┌────────

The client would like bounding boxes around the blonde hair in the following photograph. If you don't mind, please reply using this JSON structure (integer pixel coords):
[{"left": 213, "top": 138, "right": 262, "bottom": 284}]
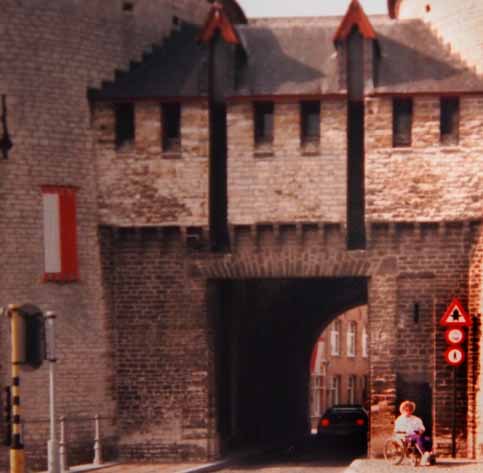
[{"left": 399, "top": 401, "right": 416, "bottom": 414}]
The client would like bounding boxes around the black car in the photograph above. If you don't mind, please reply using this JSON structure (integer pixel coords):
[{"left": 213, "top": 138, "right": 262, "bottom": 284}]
[{"left": 317, "top": 404, "right": 369, "bottom": 442}]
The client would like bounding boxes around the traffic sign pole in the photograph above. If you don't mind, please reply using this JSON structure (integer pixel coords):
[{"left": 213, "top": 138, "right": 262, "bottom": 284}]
[
  {"left": 439, "top": 298, "right": 472, "bottom": 458},
  {"left": 451, "top": 366, "right": 456, "bottom": 458}
]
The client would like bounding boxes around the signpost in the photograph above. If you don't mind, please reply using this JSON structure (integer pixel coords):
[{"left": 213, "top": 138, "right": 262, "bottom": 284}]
[{"left": 439, "top": 298, "right": 471, "bottom": 458}]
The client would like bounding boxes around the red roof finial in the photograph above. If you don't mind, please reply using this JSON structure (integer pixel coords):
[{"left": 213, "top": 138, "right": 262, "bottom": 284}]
[
  {"left": 387, "top": 0, "right": 401, "bottom": 18},
  {"left": 334, "top": 0, "right": 376, "bottom": 42},
  {"left": 198, "top": 2, "right": 240, "bottom": 44}
]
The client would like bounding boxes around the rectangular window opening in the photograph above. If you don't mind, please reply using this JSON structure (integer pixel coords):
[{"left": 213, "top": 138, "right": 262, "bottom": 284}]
[
  {"left": 393, "top": 99, "right": 413, "bottom": 148},
  {"left": 254, "top": 102, "right": 274, "bottom": 146},
  {"left": 42, "top": 186, "right": 79, "bottom": 282},
  {"left": 115, "top": 103, "right": 135, "bottom": 148},
  {"left": 300, "top": 101, "right": 320, "bottom": 145},
  {"left": 161, "top": 103, "right": 181, "bottom": 153},
  {"left": 440, "top": 97, "right": 460, "bottom": 145}
]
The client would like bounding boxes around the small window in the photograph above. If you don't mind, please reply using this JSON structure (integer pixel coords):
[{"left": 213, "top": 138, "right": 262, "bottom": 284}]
[
  {"left": 161, "top": 103, "right": 181, "bottom": 153},
  {"left": 330, "top": 320, "right": 341, "bottom": 356},
  {"left": 255, "top": 102, "right": 273, "bottom": 145},
  {"left": 347, "top": 375, "right": 357, "bottom": 404},
  {"left": 440, "top": 97, "right": 460, "bottom": 145},
  {"left": 347, "top": 321, "right": 357, "bottom": 357},
  {"left": 115, "top": 103, "right": 134, "bottom": 148},
  {"left": 42, "top": 186, "right": 79, "bottom": 281},
  {"left": 393, "top": 99, "right": 413, "bottom": 147},
  {"left": 329, "top": 375, "right": 340, "bottom": 406},
  {"left": 300, "top": 102, "right": 320, "bottom": 144}
]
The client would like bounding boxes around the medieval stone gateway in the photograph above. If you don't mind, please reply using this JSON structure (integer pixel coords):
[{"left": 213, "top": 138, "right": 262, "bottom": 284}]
[{"left": 0, "top": 0, "right": 483, "bottom": 468}]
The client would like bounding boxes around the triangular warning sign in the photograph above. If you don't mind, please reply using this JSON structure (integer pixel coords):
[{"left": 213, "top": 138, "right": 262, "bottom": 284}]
[{"left": 439, "top": 298, "right": 471, "bottom": 327}]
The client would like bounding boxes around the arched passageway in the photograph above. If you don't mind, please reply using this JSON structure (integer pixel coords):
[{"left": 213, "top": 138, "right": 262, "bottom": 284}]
[{"left": 210, "top": 277, "right": 368, "bottom": 451}]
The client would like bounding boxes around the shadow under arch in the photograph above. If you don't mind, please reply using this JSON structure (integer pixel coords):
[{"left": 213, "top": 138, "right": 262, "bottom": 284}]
[{"left": 211, "top": 277, "right": 368, "bottom": 453}]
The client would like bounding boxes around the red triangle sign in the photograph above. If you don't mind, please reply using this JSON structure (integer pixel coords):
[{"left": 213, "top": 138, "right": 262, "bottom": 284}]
[{"left": 439, "top": 297, "right": 471, "bottom": 327}]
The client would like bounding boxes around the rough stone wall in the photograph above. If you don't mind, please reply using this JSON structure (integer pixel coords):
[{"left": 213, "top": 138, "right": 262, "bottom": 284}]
[
  {"left": 365, "top": 96, "right": 483, "bottom": 221},
  {"left": 0, "top": 0, "right": 209, "bottom": 468},
  {"left": 399, "top": 0, "right": 483, "bottom": 73},
  {"left": 228, "top": 100, "right": 347, "bottom": 224},
  {"left": 103, "top": 222, "right": 479, "bottom": 459},
  {"left": 94, "top": 102, "right": 209, "bottom": 226},
  {"left": 96, "top": 96, "right": 483, "bottom": 226}
]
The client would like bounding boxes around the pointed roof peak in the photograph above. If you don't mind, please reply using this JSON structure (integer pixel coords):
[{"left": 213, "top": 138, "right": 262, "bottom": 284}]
[
  {"left": 334, "top": 0, "right": 377, "bottom": 42},
  {"left": 198, "top": 1, "right": 240, "bottom": 44}
]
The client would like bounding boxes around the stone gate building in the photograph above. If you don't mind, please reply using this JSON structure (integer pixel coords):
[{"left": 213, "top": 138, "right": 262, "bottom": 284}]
[{"left": 0, "top": 0, "right": 483, "bottom": 465}]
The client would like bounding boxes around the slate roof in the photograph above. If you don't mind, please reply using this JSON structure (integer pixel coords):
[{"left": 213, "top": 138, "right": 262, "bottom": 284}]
[{"left": 90, "top": 15, "right": 483, "bottom": 100}]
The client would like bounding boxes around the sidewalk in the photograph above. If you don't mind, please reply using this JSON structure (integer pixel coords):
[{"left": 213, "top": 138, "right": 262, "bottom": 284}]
[{"left": 344, "top": 458, "right": 483, "bottom": 473}]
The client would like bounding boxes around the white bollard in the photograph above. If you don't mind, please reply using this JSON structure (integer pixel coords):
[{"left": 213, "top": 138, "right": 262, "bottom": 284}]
[
  {"left": 59, "top": 416, "right": 69, "bottom": 473},
  {"left": 94, "top": 414, "right": 102, "bottom": 465}
]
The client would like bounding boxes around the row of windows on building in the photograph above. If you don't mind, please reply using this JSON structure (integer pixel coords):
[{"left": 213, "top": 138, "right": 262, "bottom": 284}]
[
  {"left": 310, "top": 374, "right": 369, "bottom": 419},
  {"left": 115, "top": 97, "right": 460, "bottom": 153},
  {"left": 328, "top": 320, "right": 369, "bottom": 358}
]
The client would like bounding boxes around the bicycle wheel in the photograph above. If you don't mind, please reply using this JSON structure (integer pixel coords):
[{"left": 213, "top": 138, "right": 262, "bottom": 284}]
[{"left": 384, "top": 439, "right": 404, "bottom": 465}]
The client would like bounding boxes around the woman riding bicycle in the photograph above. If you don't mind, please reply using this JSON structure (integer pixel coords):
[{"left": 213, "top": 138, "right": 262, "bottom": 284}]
[{"left": 394, "top": 401, "right": 431, "bottom": 465}]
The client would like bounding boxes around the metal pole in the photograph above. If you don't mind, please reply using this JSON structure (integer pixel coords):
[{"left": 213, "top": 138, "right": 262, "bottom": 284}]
[
  {"left": 451, "top": 366, "right": 456, "bottom": 458},
  {"left": 59, "top": 416, "right": 69, "bottom": 473},
  {"left": 45, "top": 311, "right": 59, "bottom": 473},
  {"left": 7, "top": 305, "right": 25, "bottom": 473}
]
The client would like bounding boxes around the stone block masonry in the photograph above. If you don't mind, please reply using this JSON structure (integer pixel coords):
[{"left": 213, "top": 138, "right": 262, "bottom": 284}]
[
  {"left": 0, "top": 0, "right": 205, "bottom": 469},
  {"left": 102, "top": 222, "right": 481, "bottom": 459}
]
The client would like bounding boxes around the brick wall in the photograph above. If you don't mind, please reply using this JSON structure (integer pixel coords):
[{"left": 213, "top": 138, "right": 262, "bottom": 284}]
[
  {"left": 399, "top": 0, "right": 483, "bottom": 72},
  {"left": 103, "top": 222, "right": 479, "bottom": 459},
  {"left": 365, "top": 97, "right": 483, "bottom": 221},
  {"left": 96, "top": 96, "right": 483, "bottom": 226},
  {"left": 0, "top": 0, "right": 209, "bottom": 468},
  {"left": 94, "top": 102, "right": 209, "bottom": 226}
]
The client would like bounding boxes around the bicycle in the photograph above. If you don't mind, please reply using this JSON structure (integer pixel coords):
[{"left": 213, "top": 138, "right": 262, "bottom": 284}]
[{"left": 384, "top": 432, "right": 436, "bottom": 466}]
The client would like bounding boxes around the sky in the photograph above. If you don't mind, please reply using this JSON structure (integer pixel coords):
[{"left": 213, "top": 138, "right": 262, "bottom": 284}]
[{"left": 238, "top": 0, "right": 387, "bottom": 17}]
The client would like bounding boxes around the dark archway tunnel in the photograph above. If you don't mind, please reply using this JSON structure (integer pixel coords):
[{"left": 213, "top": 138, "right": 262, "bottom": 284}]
[{"left": 209, "top": 278, "right": 368, "bottom": 453}]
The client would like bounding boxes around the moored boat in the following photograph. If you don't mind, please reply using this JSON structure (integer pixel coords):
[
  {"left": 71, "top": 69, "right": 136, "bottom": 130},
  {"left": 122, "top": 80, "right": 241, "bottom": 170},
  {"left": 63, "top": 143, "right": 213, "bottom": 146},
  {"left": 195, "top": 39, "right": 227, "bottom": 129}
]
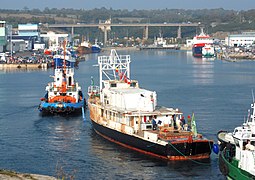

└────────

Exercise details →
Locate every line of the listing above that contains the word "archway" and copy each of those lines.

Worked solution →
The client would like bounding boxes around the dark archway tunnel in the photograph above. If you don't mind, please reply using this JSON structure (integer pixel coords):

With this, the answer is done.